One of the world’s most ambitious attempts by a central bank to go green isn’t exactly working as planned. UK Chancellor of the Exchequer Rishi Sunak said last March he wanted to embed the country’s climate laws into policymaking at the Bank of England (BoE). He gave a mandate for officials to consider net-zero goals in future policy. In response, the BoE became the first central bank to announce a green criteria for asset purchases under its quantitative easing (QE) programme to stimulate the economy.
Nine months on, the details are starting to emerge. New research published yesterday by SOAS University London indicates the programme is likely to have a muted impact on emissions and could even end up giving a boost to some of the most carbon-intensive companies, while cutting support for environmental industries.
Here’s how quantitative easing works: When the government wants to inject money into the economy, the BoE buys bonds in financial markets to help lower borrowing costs. The central bank last month finished a programme of purchases that brought the value of its QE programme to £895bn ($1.2tn), which included about £20bn of corporate bonds.
To ensure these measures don’t skew the market, the bank operates on a principle of market neutrality. This means the BoE’s corporate bond purchases replicate the market’s current breakdown.
That’s fine if you want to maintain stability of the existing system. But the current market is made up of a lot of polluting companies. As a result, the BoE estimates that its corporate asset holdings are aligned with a temperature increase of 3.5C above pre-industrial levels by 2100. That far exceeds the Paris Agreement to keep global warming well below 2 degrees and is at odds with the UK’s goal of reaching net zero emissions by 2050.

Requirement 1 —
According to the article on the Bank of England's green bond-buying plan, what temperature rise does the BoE estimate its corporate asset holdings are aligned with?
Requirement 2 —
Write the next part of the article on the Bank of England's green bond-buying plan, picking up after its final sentence.

Data records —

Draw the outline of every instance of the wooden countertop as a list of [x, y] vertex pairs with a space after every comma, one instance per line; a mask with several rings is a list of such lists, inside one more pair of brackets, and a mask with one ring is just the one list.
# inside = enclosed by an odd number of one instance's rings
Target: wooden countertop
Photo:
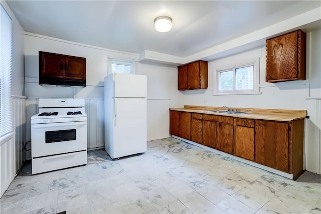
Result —
[[219, 107], [190, 105], [184, 106], [184, 108], [170, 108], [170, 110], [225, 116], [240, 118], [256, 119], [286, 122], [290, 122], [293, 120], [305, 118], [306, 117], [306, 111], [305, 110], [254, 109], [229, 107], [229, 108], [233, 110], [236, 109], [238, 111], [246, 112], [247, 113], [244, 114], [232, 114], [224, 113], [209, 112], [206, 111], [224, 111], [226, 110], [226, 109], [223, 107]]

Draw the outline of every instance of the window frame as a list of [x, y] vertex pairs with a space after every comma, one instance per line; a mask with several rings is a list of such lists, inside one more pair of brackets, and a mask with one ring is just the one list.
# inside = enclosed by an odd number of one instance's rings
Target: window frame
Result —
[[114, 58], [111, 57], [108, 58], [108, 74], [111, 74], [112, 68], [111, 65], [113, 64], [117, 64], [118, 65], [130, 66], [130, 74], [135, 74], [135, 61], [133, 60], [125, 60], [118, 58]]
[[[253, 89], [236, 89], [235, 79], [236, 70], [245, 67], [253, 66]], [[228, 71], [233, 71], [233, 89], [231, 90], [220, 90], [220, 74], [221, 73]], [[260, 58], [253, 60], [251, 62], [235, 64], [234, 66], [227, 66], [224, 69], [214, 69], [213, 71], [213, 95], [234, 95], [244, 94], [259, 94], [260, 77]]]

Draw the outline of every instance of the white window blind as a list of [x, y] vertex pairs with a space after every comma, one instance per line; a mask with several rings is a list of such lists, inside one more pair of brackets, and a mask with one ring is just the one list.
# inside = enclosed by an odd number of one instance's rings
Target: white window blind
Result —
[[12, 132], [12, 21], [1, 5], [0, 25], [0, 138]]
[[108, 58], [108, 74], [112, 73], [134, 74], [134, 65], [133, 61]]

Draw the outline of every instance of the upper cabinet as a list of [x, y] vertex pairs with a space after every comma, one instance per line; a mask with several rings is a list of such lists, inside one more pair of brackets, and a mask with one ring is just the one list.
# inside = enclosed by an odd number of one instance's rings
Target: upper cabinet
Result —
[[266, 40], [266, 82], [305, 79], [306, 40], [300, 30]]
[[86, 86], [86, 58], [39, 51], [39, 84]]
[[178, 89], [207, 88], [207, 62], [199, 61], [178, 67]]

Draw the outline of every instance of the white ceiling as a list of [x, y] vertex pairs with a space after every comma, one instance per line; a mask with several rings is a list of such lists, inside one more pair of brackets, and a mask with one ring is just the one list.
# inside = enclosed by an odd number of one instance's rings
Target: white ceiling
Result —
[[[27, 32], [185, 57], [321, 7], [320, 1], [7, 1]], [[173, 28], [154, 29], [168, 16]]]

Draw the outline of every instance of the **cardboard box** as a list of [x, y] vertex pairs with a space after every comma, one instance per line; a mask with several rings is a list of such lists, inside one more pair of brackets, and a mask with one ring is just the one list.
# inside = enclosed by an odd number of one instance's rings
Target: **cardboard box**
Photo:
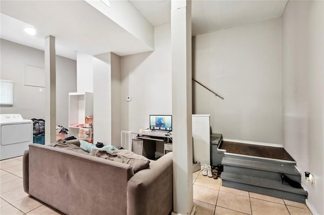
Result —
[[86, 127], [92, 128], [93, 127], [93, 117], [86, 117]]
[[89, 142], [93, 142], [93, 128], [80, 128], [79, 129], [79, 138], [86, 139]]

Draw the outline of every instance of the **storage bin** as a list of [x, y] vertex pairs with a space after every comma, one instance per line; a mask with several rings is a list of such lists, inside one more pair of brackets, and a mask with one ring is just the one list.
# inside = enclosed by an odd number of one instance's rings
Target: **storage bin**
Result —
[[45, 135], [44, 134], [39, 134], [38, 135], [32, 136], [32, 142], [34, 143], [38, 143], [44, 145], [45, 144]]
[[58, 141], [60, 139], [64, 140], [65, 138], [65, 134], [64, 133], [59, 133], [56, 134], [56, 141]]

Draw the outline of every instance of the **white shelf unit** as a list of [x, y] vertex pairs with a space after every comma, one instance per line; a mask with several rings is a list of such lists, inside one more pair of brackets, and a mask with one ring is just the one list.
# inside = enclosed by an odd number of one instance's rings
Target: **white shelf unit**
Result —
[[69, 136], [78, 138], [79, 127], [71, 126], [72, 123], [86, 123], [86, 117], [93, 116], [93, 93], [69, 93]]

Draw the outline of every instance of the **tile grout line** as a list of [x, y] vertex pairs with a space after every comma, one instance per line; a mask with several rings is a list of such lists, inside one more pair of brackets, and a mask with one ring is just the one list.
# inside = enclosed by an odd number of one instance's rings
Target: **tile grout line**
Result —
[[249, 194], [249, 201], [250, 201], [250, 209], [251, 210], [251, 215], [253, 215], [252, 213], [252, 204], [251, 203], [251, 197], [250, 195], [250, 192], [248, 192]]
[[[250, 192], [249, 192], [249, 195], [250, 195]], [[268, 202], [269, 202], [274, 203], [275, 203], [275, 204], [279, 204], [284, 205], [285, 205], [285, 203], [284, 203], [284, 204], [281, 204], [281, 203], [280, 203], [275, 202], [274, 202], [274, 201], [270, 201], [270, 200], [268, 200], [262, 199], [262, 198], [259, 198], [253, 197], [251, 197], [251, 196], [250, 196], [250, 198], [254, 198], [254, 199], [255, 199], [262, 200], [262, 201], [268, 201]]]
[[217, 193], [217, 198], [216, 198], [216, 203], [215, 203], [215, 208], [214, 208], [214, 213], [213, 213], [213, 214], [214, 214], [215, 212], [216, 211], [216, 207], [217, 206], [217, 201], [218, 201], [218, 197], [219, 196], [219, 190], [220, 189], [221, 189], [221, 186], [220, 185], [219, 187], [218, 188], [218, 193]]
[[289, 214], [290, 215], [292, 215], [292, 214], [290, 212], [290, 211], [289, 210], [289, 209], [288, 209], [288, 207], [287, 207], [287, 205], [286, 203], [286, 202], [285, 201], [285, 200], [284, 201], [284, 202], [285, 202], [285, 206], [286, 206], [286, 208], [287, 209], [287, 210], [288, 210], [288, 212], [289, 213]]
[[227, 207], [222, 207], [222, 206], [218, 206], [218, 207], [221, 207], [221, 208], [222, 208], [227, 209], [228, 209], [228, 210], [231, 210], [231, 211], [235, 211], [235, 212], [239, 212], [239, 213], [244, 213], [244, 214], [245, 214], [251, 215], [251, 214], [249, 214], [249, 213], [245, 213], [244, 212], [239, 211], [238, 210], [233, 210], [233, 209], [228, 208], [227, 208]]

Expected output 1 —
A rise of 3.5C above pre-industrial levels by 2100.

Expected output 2 —
BoE Governor Andrew Bailey agrees this is a problem and last year said officials would aim to tilt their purchases toward greener companies. Late last year, the bank released details of how it would fulfil its new mandate, applying to new purchases from November 2021. Those plans have been analysed by a group of academics, who say it falls far short of what’s needed.
The problem is that the BoE is still buying bonds from exactly the same industries as before. Though it has given a green “tilt” to its QE programme by favouring those companies in each industry that have better climate policies.
The researchers found that in some instances, paradoxically, carbon-intensive companies could end up getting better treatment than environmentally friendly ones because companies are being compared with their peers in the same industry. The BoE would thus reduce holdings of some fossil fuel bonds while increasing purchases of bonds issued by other fossil fuel companies that perform better in the same sector. Similarly, some environmentally friendly companies would see a decline in the BoE holdings because they don’t perform sufficiently well.
The academics’ models found that the BoE would buy more bonds from oil giant BP Plc, for example, because it’s seen as a “strong climate performer” within its industry. But it would cut holdings of Suez SA, an environmental services company that’s rated lower within its.
Under current plans, the carbon intensity of the BoE’s portfolio would fall by just 7% this year, the research shows. That’s a far cry from the 25% target the BoE set itself for 2025. “The climate emergency cannot be addressed through economic policies that simply tinker around the edges,” the authors wrote. Further reductions could occur over the next three years, but only if eligible companies cut emissions accordingly, which is very uncertain, they say.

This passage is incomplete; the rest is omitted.